### TO DO
Retyping should cover only the lines from the one containing "[pin] child's forearm" through the final line of the records, with pictures omitted.

Rows from a pointing dataset
++++++++++

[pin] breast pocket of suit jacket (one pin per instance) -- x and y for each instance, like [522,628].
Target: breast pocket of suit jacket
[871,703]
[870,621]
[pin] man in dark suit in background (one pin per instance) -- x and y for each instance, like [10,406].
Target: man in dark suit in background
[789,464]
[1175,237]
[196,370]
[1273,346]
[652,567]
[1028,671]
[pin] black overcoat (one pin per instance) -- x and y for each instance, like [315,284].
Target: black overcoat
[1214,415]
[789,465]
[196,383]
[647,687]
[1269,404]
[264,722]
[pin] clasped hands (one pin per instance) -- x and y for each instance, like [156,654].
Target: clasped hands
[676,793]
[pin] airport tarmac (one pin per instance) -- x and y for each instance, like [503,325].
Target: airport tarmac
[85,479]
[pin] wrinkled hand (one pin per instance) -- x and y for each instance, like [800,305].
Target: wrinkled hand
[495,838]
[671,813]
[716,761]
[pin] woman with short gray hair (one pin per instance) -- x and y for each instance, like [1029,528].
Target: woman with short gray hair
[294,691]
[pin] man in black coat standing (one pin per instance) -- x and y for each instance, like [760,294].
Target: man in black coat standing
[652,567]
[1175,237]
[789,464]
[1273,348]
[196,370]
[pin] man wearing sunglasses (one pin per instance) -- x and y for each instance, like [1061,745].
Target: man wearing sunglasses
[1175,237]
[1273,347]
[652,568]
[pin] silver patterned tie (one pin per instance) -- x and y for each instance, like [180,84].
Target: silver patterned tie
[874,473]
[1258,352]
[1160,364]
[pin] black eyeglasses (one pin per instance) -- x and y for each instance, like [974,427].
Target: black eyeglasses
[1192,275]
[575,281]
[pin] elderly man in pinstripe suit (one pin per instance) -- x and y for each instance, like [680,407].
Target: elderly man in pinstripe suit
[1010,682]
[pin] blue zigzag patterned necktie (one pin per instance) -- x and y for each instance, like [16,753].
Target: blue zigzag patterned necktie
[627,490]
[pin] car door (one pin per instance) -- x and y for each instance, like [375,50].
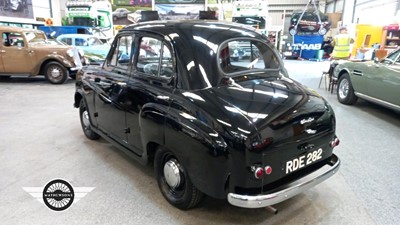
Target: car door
[2,50]
[15,51]
[149,89]
[384,83]
[110,90]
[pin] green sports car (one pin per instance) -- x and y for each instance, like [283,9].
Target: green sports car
[375,81]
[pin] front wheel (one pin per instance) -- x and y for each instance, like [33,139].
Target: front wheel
[85,122]
[345,91]
[55,73]
[174,182]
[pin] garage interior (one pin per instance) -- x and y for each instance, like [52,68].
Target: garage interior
[41,139]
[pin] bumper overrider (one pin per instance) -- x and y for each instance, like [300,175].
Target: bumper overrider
[287,191]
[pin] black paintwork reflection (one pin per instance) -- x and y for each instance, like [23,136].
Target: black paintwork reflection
[218,128]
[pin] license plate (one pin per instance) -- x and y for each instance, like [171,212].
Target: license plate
[303,161]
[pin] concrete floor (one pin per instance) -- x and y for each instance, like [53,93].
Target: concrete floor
[41,139]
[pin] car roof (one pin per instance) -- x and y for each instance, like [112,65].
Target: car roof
[196,28]
[16,29]
[75,35]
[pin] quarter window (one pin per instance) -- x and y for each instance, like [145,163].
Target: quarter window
[155,58]
[244,55]
[121,56]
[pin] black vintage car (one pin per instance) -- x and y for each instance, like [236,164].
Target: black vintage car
[240,130]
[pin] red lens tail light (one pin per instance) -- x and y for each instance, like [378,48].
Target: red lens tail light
[258,172]
[268,170]
[335,142]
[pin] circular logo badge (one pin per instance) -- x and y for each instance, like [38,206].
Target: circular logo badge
[58,195]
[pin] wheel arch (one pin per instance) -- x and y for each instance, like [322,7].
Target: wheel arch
[77,99]
[343,71]
[45,62]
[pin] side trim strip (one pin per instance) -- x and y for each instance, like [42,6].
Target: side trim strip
[377,101]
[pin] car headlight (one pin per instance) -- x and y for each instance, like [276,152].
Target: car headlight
[81,52]
[322,31]
[70,53]
[293,31]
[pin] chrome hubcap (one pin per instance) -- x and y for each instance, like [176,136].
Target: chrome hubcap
[343,89]
[172,173]
[55,72]
[85,119]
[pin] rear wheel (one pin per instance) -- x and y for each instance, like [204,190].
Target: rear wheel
[174,182]
[55,73]
[85,122]
[345,91]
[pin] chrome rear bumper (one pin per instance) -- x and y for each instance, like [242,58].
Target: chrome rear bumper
[287,191]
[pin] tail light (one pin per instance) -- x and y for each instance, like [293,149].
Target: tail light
[335,142]
[268,170]
[258,172]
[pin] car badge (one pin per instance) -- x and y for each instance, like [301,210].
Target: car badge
[309,120]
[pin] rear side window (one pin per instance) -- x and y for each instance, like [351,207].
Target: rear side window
[155,58]
[121,55]
[13,39]
[246,55]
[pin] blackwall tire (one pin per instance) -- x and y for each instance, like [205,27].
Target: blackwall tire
[345,92]
[56,73]
[174,182]
[85,122]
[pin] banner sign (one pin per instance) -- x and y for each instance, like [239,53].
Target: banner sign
[309,45]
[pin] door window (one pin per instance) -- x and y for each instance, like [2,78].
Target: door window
[155,58]
[67,41]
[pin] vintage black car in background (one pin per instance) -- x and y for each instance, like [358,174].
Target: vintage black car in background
[237,129]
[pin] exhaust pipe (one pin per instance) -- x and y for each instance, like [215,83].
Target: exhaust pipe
[272,209]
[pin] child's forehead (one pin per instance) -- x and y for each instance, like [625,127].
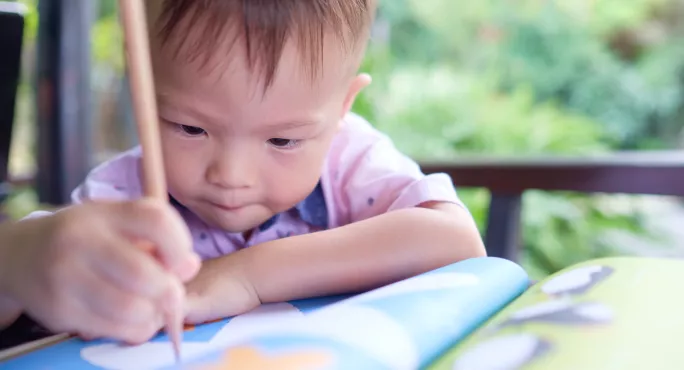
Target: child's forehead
[227,68]
[230,89]
[218,45]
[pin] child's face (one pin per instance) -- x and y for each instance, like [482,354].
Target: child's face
[235,156]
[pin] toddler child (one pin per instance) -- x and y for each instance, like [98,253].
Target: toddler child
[285,192]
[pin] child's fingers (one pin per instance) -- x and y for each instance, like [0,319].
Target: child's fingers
[116,304]
[101,327]
[159,224]
[121,262]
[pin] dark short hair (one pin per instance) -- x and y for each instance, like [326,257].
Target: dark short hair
[264,26]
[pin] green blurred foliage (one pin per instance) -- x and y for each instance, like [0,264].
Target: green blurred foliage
[529,77]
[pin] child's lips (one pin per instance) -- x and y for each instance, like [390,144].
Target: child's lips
[230,208]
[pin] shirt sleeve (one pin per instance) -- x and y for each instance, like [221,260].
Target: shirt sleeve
[116,179]
[369,176]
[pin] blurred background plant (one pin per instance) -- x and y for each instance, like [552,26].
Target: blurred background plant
[511,78]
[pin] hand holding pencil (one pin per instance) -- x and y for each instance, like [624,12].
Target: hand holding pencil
[144,103]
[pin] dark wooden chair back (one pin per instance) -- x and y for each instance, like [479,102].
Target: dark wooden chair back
[11,40]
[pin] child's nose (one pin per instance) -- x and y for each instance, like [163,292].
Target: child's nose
[231,172]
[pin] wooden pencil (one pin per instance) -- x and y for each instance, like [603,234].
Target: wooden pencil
[147,121]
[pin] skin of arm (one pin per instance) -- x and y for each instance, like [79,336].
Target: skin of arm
[10,235]
[352,258]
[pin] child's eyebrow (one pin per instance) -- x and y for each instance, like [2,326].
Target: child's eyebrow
[292,124]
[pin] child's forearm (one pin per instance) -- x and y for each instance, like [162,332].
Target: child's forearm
[9,310]
[361,255]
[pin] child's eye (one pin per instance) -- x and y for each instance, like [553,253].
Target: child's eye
[191,130]
[283,143]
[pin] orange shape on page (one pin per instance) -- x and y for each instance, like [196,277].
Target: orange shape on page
[248,358]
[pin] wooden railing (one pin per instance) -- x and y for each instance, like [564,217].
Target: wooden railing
[660,173]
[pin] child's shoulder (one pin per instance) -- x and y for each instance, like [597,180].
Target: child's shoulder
[115,179]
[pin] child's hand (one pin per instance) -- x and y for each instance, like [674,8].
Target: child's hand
[220,290]
[80,271]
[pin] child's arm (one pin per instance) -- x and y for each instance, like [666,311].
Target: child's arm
[363,255]
[355,257]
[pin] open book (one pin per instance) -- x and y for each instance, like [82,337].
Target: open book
[620,313]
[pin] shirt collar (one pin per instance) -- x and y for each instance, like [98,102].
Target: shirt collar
[311,210]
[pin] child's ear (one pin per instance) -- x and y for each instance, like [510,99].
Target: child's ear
[359,83]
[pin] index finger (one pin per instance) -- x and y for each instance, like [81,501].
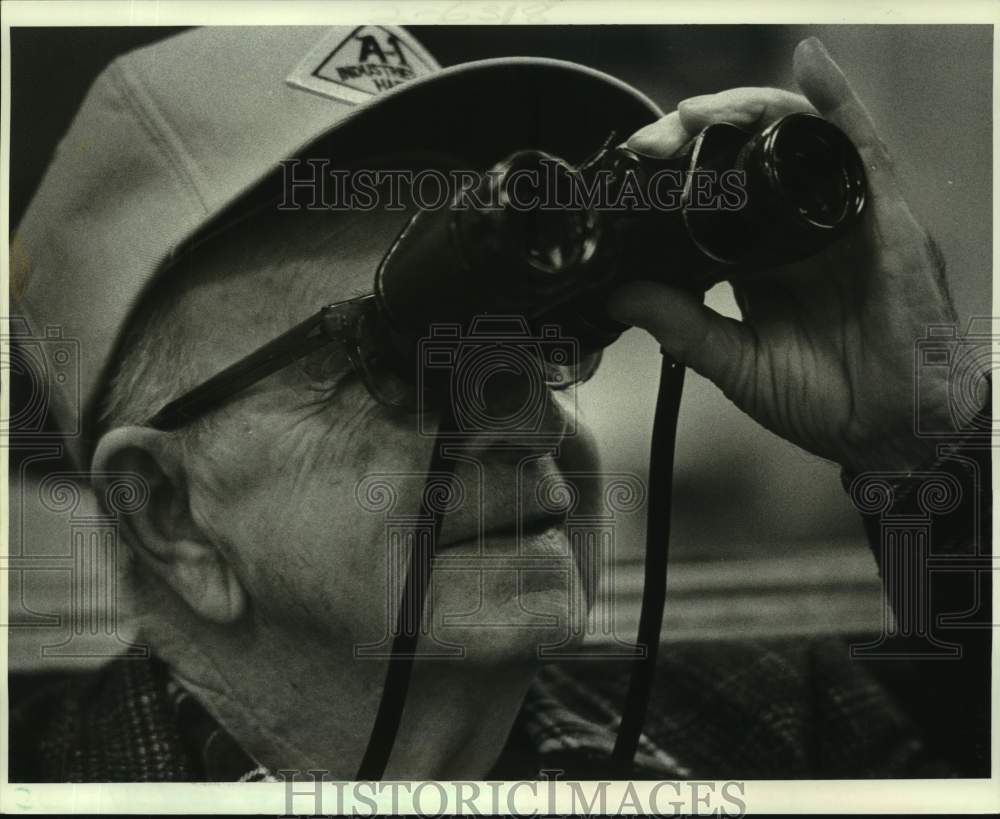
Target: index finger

++++++++++

### OUTPUT
[pin] child's forearm (one pin per instance) -- x and y for each instance, like [162,332].
Target: child's forearm
[9,310]
[361,255]
[pin] child's eye (one pin per instance) -- x and y for each instance, like [553,253].
Target: child's eye
[191,130]
[283,143]
[pin] orange shape on page (one pin per instance) -- x and y for each instance, like [196,277].
Target: orange shape on page
[248,358]
[pin] wooden railing (one pin per instance) -- x and y for each instance, like [564,217].
Target: wooden railing
[660,173]
[pin] child's shoulder (one pin per instance) -- x and y for each instance, like [597,180].
Target: child's shoulder
[115,179]
[pin] child's hand (one pin per instance) -- x and y for each instance, like [674,8].
Target: child's hand
[220,290]
[80,271]
[pin] child's arm (one pin per instance) -- x and y for each instance, like [666,311].
Target: child's arm
[363,255]
[355,257]
[pin] open book (one pin per instance) -- x and y for each instance, like [82,337].
Target: open book
[620,313]
[pin] shirt collar (one pin per instance) -- x and y for each instance, like [98,102].
Target: shirt collar
[311,210]
[pin] child's ear (one pin per instance) -- x and y for each instance, like [510,99].
Target: child's ear
[359,83]
[pin] index finger (one pin per instance) -- x and y for each instance, like [81,501].
Target: index finger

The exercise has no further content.